Instructions for the task: Only one stretch of the data below is needed. Output the lines from the one with "Query: express sign" up to and including the one with "Query: man in white printed t-shirt", exactly as they stand.

______

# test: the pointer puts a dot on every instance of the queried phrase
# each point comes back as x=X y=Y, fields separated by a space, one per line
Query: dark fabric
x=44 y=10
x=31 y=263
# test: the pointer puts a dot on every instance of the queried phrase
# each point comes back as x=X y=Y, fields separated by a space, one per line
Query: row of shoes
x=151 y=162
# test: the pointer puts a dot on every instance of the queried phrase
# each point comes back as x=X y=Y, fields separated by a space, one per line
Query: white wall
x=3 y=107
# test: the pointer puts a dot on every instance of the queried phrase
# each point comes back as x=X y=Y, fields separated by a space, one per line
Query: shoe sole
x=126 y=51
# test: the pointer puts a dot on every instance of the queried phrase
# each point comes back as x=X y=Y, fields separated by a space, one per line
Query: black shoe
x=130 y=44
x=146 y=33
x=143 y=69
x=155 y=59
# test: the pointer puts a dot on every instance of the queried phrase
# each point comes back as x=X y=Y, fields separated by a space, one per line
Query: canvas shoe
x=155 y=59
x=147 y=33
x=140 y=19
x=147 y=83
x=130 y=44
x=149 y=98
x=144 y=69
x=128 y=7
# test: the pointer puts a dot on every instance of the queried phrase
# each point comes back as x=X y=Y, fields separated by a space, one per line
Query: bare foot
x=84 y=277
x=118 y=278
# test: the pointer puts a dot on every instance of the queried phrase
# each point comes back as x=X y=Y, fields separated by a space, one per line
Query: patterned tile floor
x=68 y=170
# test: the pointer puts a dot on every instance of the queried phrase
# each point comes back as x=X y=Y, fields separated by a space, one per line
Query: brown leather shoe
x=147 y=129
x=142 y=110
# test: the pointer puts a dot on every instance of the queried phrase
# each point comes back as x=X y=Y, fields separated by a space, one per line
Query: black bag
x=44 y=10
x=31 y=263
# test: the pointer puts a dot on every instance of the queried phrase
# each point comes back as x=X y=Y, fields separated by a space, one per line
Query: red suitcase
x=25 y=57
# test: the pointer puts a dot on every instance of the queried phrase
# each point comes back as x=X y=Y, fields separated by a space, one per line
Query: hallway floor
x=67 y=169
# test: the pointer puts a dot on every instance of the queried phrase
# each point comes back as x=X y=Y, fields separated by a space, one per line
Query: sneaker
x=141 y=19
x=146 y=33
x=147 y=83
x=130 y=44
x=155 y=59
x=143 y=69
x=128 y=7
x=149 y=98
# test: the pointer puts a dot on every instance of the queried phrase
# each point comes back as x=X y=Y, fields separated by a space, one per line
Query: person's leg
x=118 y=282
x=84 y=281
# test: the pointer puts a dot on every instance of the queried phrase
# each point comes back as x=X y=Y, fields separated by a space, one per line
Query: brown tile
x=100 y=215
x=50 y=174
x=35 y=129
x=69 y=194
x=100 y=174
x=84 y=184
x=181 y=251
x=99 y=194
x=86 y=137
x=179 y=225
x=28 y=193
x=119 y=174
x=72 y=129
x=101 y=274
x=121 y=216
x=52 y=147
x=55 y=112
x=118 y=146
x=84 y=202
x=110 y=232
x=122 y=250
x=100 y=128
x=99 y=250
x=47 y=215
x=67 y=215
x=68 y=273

______

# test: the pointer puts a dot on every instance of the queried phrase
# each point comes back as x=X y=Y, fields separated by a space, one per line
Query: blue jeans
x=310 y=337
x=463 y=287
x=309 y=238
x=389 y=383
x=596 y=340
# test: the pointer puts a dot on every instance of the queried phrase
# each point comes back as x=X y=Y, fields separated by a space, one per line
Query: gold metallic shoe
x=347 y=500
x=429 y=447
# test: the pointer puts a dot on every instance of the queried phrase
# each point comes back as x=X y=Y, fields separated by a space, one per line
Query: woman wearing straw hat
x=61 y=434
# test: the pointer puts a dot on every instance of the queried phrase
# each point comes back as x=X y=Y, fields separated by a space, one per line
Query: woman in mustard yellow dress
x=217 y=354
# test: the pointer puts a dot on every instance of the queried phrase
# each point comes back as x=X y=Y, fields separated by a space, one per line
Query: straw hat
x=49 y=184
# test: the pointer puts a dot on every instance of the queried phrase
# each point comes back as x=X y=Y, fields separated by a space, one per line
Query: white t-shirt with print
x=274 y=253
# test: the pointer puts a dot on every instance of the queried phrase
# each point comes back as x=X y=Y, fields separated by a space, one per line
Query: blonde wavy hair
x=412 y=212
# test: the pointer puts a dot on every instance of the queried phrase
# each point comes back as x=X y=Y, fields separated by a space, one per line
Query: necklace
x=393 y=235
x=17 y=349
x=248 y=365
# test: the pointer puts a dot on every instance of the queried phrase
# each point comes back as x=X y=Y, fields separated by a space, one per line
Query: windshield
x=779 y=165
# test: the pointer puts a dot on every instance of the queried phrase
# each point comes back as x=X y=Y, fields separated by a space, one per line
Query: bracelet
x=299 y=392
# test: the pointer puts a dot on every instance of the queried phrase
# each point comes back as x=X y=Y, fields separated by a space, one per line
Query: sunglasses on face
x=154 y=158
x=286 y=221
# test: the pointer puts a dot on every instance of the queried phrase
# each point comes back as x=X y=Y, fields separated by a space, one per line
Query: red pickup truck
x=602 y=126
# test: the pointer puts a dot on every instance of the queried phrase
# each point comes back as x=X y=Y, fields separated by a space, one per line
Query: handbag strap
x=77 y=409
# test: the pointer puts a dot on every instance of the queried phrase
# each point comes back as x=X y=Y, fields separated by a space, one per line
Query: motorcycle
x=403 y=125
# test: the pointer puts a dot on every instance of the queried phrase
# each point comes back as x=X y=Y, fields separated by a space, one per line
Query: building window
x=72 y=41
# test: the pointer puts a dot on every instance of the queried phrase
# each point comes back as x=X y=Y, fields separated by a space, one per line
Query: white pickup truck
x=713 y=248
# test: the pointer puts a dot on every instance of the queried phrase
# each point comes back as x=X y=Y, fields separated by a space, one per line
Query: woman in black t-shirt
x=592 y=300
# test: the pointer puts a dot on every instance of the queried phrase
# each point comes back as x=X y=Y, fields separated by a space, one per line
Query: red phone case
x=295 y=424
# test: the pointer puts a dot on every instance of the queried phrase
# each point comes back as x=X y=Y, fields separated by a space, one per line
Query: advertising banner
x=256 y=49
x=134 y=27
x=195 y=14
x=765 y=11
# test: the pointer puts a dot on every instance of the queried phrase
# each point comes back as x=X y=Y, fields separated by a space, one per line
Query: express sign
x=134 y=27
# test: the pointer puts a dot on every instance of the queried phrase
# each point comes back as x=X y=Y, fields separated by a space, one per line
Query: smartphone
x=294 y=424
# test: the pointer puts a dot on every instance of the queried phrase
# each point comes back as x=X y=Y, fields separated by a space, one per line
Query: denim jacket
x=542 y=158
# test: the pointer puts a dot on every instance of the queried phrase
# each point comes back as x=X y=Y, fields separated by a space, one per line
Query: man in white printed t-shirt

______

Result:
Query: express sign
x=134 y=27
# test: the pointer puts a dot on every instance of the queried phrase
# each point comes back as x=X y=Y, fields separated by a space, one per line
Query: smartphone
x=294 y=424
# test: the pointer puts a dot on every instance of the queried phrase
# each point comes back as x=X y=Y, fields separated by a space, one per line
Query: denim jacket
x=542 y=158
# test: the pointer puts a dot on every instance of the queried phrase
# each point comes back as x=X y=Y, fields separated by a space, one per line
Query: man in white printed t-shirt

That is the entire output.